-- Problem --
Count how many lines of the listing below contain the string "moss", and reply with that number alone.

-- Given information --
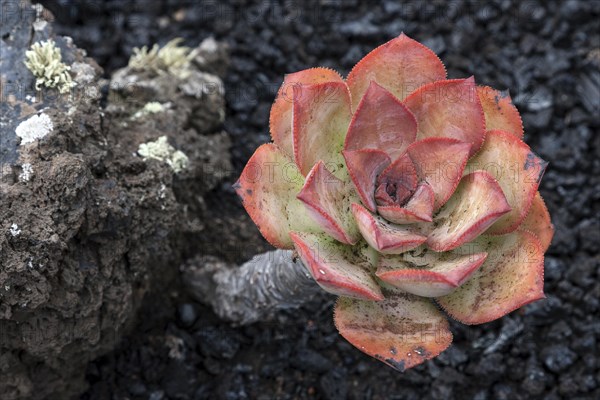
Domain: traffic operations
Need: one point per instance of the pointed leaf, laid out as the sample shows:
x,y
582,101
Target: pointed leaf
x,y
281,113
402,331
449,109
337,268
518,171
364,166
427,273
321,115
500,112
538,222
418,209
476,204
383,236
327,199
397,182
268,187
511,276
440,162
400,65
381,122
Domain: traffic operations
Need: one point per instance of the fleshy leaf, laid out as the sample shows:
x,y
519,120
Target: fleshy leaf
x,y
400,66
402,331
476,204
538,222
418,209
327,199
440,162
281,113
364,166
381,122
449,109
397,182
518,171
500,112
383,236
511,276
429,274
268,187
321,115
336,267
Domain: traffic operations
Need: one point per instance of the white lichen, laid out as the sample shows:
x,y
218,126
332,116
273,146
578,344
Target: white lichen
x,y
162,151
152,107
14,230
34,128
26,172
45,62
171,58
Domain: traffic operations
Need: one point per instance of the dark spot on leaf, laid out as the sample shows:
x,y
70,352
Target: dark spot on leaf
x,y
422,352
530,162
399,365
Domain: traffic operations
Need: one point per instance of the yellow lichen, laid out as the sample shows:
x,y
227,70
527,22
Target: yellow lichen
x,y
152,107
45,62
162,151
171,58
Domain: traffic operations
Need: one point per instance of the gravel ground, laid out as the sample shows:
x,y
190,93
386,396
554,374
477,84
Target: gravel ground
x,y
547,53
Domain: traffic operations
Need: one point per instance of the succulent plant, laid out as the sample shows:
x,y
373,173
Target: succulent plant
x,y
404,193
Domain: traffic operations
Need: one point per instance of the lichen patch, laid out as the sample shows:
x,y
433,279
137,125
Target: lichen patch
x,y
34,128
162,151
45,62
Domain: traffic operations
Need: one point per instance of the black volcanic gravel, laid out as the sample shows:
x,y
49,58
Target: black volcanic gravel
x,y
546,52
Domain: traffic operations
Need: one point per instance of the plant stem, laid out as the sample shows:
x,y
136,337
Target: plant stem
x,y
254,291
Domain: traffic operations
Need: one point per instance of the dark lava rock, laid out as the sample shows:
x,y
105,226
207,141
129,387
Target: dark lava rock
x,y
558,357
187,314
309,360
333,384
220,343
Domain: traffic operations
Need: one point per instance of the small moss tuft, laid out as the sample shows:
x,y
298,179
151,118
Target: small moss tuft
x,y
45,62
152,107
162,151
171,59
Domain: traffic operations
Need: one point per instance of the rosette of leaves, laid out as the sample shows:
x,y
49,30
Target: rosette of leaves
x,y
404,193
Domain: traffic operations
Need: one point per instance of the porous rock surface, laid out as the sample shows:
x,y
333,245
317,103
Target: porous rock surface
x,y
87,227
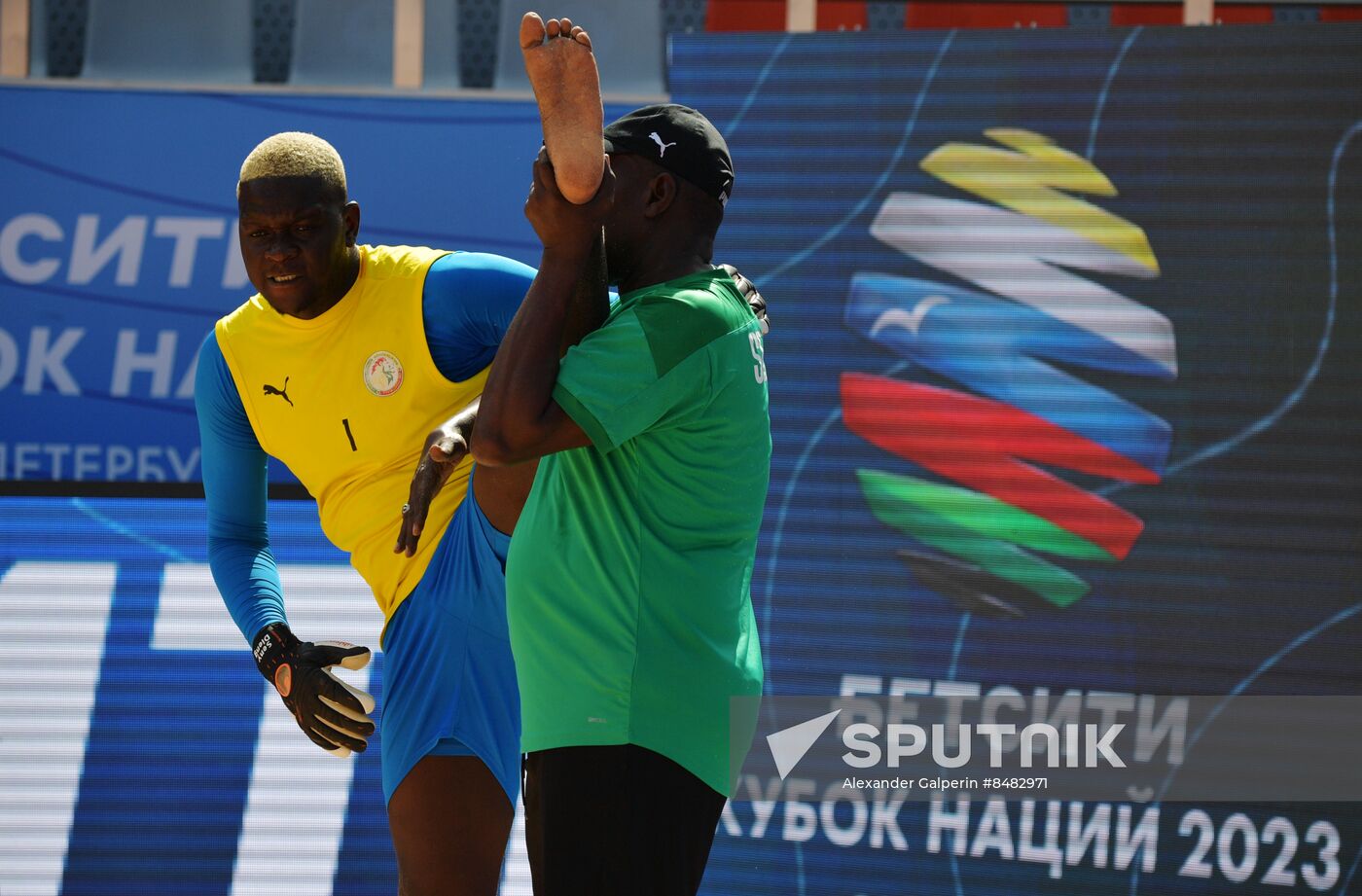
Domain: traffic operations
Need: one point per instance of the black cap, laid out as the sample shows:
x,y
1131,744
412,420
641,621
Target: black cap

-- The response --
2